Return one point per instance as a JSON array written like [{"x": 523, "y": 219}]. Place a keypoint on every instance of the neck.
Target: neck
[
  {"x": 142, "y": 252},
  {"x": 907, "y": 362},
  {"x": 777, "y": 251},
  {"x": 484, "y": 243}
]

**PROBLEM TO SOLVE:** Output the data in full, precisely as it appears above.

**RESPONSE:**
Return one point per instance as a JSON array written like [{"x": 523, "y": 219}]. Place a keypoint on every instance of the neck.
Target: neck
[
  {"x": 142, "y": 252},
  {"x": 907, "y": 362},
  {"x": 777, "y": 251},
  {"x": 484, "y": 243}
]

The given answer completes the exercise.